6. Objecting to the arguments of the Ld. DR, the Ld. AR submitted that the agreement between the BAI and BAL as per clause-2 is with respect to supply of services only. The Ld. AR also reiterated that the assessee does not carry any inventory and the procurement is funded by BAL, and BAI does not bear the risk for the manufactured goods. The Ld. AR also referred to the revenues of Kewal Kiran Clothing Limited and also referred to the segment reporting furnished by Kewal Kiran Clothing Limited wherein it can be seen that it is engaged in earning revenues from various segments. The Ld. AR reiterated that the assessee is engaged only in one segment ie., processing services. The Ld. AR also submitted that similarly Kitex Garments Ltd and Virat Industries Ltd were also engaged in various activities and also cannot be compared with the assessee-company. The Ld. AR also once again pleaded that since the said three companies are functionally different from the operational profile of the assessee company, these companies are to be excluded from the comparables. Further, the Ld. DR submitted that as per the annual report of Kewal Kiran Clothing Limited it has not provided the segmental information as it has not crossed the threshold limit as prescribed under Accounting Standard-17 [AS] of the Institute of Chartered Accountants of India [ICAI] and hence not provided the same.
7. We have considered the rival contentions and perused the material available on record and the written submissions made by the assessee.
8. Grounds No. 1 and 2 are general in nature and therefore they need no adjudication.
9. Ground No.3 relates to the upward adjustment made by the TPO / AO for which specific grounds have been raised vide Grounds No. 4 and 5 and accordingly it has been adjudicated.

* * * * * * *

- **SHORT EXERCISE A**: Pull out every line of the records that contains the string "orange", treating uppercase and lowercase as different.
The records that follow are unrelated to the text above.

(Object pointing dataset records)
* * * * * * *

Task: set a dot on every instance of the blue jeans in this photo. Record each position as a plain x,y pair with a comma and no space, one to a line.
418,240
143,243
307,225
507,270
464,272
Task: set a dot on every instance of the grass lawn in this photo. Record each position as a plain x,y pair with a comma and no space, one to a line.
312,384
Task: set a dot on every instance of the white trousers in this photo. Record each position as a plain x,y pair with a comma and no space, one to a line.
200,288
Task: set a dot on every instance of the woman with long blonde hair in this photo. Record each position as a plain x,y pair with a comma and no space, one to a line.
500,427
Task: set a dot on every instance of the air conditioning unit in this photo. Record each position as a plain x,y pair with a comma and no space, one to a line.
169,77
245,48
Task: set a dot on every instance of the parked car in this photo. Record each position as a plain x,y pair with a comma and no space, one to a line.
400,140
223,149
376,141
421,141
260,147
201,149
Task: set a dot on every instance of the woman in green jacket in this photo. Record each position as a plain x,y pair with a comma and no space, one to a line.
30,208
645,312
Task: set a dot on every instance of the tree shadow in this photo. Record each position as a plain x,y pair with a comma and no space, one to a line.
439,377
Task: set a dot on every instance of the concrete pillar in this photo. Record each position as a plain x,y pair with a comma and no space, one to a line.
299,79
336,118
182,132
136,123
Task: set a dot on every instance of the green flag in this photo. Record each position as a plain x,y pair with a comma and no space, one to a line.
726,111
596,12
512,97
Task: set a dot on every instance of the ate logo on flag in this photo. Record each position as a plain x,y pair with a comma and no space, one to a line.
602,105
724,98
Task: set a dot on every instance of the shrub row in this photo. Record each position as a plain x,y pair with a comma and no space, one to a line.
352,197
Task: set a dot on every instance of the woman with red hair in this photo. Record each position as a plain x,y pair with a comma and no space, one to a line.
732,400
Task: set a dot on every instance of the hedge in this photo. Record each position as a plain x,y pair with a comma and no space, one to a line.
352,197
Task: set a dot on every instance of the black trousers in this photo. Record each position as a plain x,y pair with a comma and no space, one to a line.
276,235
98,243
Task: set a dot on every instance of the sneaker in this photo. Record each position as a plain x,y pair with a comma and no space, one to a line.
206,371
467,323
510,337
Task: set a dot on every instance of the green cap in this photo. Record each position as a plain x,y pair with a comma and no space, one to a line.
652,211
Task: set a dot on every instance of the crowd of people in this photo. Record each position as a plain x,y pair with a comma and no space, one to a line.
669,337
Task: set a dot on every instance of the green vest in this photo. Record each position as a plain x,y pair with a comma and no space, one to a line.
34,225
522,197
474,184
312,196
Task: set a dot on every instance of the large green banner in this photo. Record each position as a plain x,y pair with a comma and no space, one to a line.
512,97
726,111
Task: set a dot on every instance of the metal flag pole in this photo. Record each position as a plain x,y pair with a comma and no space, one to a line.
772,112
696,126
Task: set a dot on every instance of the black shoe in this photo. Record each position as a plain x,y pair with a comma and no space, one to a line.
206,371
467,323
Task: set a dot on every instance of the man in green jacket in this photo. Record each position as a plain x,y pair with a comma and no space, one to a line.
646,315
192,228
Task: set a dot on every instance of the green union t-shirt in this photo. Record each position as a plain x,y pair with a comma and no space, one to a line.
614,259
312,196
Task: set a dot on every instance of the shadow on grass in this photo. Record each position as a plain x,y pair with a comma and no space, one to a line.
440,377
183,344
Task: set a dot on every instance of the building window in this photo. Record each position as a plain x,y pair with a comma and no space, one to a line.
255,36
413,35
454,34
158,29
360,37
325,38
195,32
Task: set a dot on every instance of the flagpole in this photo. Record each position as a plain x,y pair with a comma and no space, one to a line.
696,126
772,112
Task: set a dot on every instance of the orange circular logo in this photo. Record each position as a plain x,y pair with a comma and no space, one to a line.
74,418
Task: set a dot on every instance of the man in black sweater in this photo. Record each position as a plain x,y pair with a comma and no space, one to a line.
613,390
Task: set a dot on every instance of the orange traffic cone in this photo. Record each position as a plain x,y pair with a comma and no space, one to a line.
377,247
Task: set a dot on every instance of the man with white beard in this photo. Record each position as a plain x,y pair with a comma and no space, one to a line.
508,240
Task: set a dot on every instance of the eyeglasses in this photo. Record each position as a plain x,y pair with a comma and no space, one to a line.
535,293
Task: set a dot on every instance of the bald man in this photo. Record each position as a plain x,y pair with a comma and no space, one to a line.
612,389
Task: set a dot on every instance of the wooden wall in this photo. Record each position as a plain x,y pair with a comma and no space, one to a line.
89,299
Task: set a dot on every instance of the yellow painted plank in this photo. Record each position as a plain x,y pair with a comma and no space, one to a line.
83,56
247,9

* * * * * * *

- **SHORT EXERCISE B**: Reproduce the passage of the tribunal order between "7. We have considered" and "has been adjudicated.", inclusive, substituting "appellant" for each occurrence of "assessee".

- **RIGHT ANSWER A**:
Task: set a dot on every instance of the orange circular logo in this photo. Record each position as a plain x,y pair with a comma and no space, one to a line.
Task: set a dot on every instance of the orange traffic cone in this photo. Record each position as a plain x,y pair with a comma and no space, one to a line.

- **RIGHT ANSWER B**:
7. We have considered the rival contentions and perused the material available on record and the written submissions made by the appellant.
8. Grounds No. 1 and 2 are general in nature and therefore they need no adjudication.
9. Ground No.3 relates to the upward adjustment made by the TPO / AO for which specific grounds have been raised vide Grounds No. 4 and 5 and accordingly it has been adjudicated.